### Task to carry out
Reproduce the data below, substituting "for each instance" for every occurrence of "per instance" and leaving everything else unchanged. Omit the pictures from your answer.

### Source records
****************
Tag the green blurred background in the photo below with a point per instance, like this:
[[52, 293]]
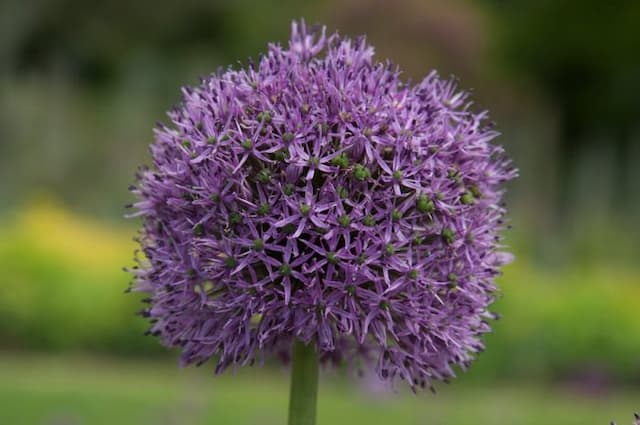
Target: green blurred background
[[81, 86]]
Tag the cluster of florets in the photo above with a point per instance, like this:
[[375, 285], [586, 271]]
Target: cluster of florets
[[315, 196]]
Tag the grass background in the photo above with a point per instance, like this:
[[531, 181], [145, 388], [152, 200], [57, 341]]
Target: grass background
[[82, 390]]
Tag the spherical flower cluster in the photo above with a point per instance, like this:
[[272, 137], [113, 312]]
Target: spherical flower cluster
[[316, 196]]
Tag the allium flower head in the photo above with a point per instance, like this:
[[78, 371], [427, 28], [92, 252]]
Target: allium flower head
[[316, 196]]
****************
### Result for this task
Tag the green blurred background in the photo below with a point for each instance, like this:
[[52, 293]]
Target: green blurred background
[[81, 86]]
Tag the cluster of florets in the photo above with a point for each instance, like this:
[[375, 285], [586, 271]]
Target: cluster of florets
[[315, 196]]
Tag the grass background in the photo above with a point for each instance, like this:
[[531, 181], [145, 388], [152, 200], [57, 341]]
Target: grass background
[[82, 390]]
Tag the spherical flower cluster in the photo above with a point for each instance, like this:
[[272, 137], [113, 312]]
Target: spherical flower cluster
[[316, 196]]
Tag the allium flower head in the photo above with a point for each instance, like this:
[[78, 371], [427, 28], [92, 252]]
Target: allium flower head
[[316, 196]]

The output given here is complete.